But something happened in the US during the last decade or so, which led to a change in this global industry, namely the rise of shale oil at cost prices considered competitive with some of the highly costly production of deep sea water conventional crude oil.
The US still needs to import oil continuously, although less oil than before, as it can now meet two-thirds of its needs from shale oil. Just over a decade ago, the US was able to meet only one-third of its needs. For this reason, the importation of oil decreased, and dropped dramatically.
Also, shale oil can adapt more quickly to fluctuations in the oil market, as it does not need large-scale investments like conventional oil and the investor can recover his money more quickly.
Therefore, shale oil production can be increased more quickly when prices start to go higher than the cost of production and it ranges between $45-40 per barrel.
And nowadays technology facilitates lower production costs, hence, the continuity of shale oil production in America.

* _Material shown_

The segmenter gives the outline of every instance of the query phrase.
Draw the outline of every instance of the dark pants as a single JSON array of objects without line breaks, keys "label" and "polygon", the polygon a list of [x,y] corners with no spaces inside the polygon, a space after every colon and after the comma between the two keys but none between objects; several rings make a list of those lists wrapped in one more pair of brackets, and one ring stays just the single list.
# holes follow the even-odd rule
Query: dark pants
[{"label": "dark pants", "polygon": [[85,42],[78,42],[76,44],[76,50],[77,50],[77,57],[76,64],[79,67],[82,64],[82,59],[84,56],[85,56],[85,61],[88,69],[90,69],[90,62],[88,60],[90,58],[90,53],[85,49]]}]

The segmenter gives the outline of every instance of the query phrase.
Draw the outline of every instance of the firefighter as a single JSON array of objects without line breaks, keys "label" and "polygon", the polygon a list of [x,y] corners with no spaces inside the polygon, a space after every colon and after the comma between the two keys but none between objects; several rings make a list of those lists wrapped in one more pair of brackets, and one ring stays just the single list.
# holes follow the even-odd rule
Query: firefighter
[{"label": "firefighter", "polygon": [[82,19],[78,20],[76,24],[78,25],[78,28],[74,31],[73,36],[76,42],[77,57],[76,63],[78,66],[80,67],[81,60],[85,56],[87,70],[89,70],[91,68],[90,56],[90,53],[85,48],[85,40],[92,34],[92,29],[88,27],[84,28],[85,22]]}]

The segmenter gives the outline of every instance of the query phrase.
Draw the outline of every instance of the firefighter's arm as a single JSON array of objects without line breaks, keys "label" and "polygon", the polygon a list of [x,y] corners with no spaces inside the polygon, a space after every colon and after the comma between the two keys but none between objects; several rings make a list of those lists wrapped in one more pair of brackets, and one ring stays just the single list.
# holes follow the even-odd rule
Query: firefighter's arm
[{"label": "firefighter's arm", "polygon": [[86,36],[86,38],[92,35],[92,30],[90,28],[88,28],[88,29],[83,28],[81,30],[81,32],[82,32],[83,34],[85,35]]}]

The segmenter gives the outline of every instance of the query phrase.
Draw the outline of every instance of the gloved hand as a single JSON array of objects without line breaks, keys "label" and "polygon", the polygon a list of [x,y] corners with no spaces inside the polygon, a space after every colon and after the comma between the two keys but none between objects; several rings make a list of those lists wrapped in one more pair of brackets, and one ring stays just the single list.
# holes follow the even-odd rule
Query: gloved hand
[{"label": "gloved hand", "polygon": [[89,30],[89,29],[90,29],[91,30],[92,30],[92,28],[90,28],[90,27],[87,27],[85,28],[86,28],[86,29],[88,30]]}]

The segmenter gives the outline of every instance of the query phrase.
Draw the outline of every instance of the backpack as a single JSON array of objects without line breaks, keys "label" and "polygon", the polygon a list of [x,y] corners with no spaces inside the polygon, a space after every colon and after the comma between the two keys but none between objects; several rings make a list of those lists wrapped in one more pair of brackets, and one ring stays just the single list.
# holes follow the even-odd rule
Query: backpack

==

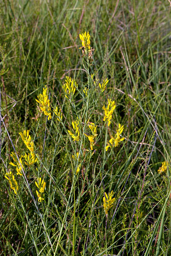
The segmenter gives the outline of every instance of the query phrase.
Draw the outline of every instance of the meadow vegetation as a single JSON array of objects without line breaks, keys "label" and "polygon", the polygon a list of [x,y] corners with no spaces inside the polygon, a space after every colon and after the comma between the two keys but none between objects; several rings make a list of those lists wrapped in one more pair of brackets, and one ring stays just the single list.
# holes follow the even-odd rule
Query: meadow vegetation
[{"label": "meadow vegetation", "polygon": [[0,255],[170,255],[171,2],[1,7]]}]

* * *

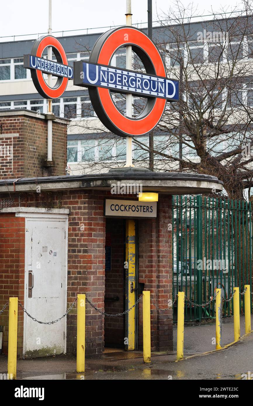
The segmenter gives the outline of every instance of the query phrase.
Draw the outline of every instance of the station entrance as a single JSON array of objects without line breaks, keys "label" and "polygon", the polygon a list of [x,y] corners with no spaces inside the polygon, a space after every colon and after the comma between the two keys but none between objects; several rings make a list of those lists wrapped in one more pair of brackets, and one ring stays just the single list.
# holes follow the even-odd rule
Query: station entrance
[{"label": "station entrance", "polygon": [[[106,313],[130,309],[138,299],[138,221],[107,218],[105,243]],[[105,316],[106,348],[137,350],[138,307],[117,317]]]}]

* _Task goal_
According to the passage on shale oil, what share of its oil needs can the US now meet from shale oil? The rows play no part in this.

* _Reply_
Two-thirds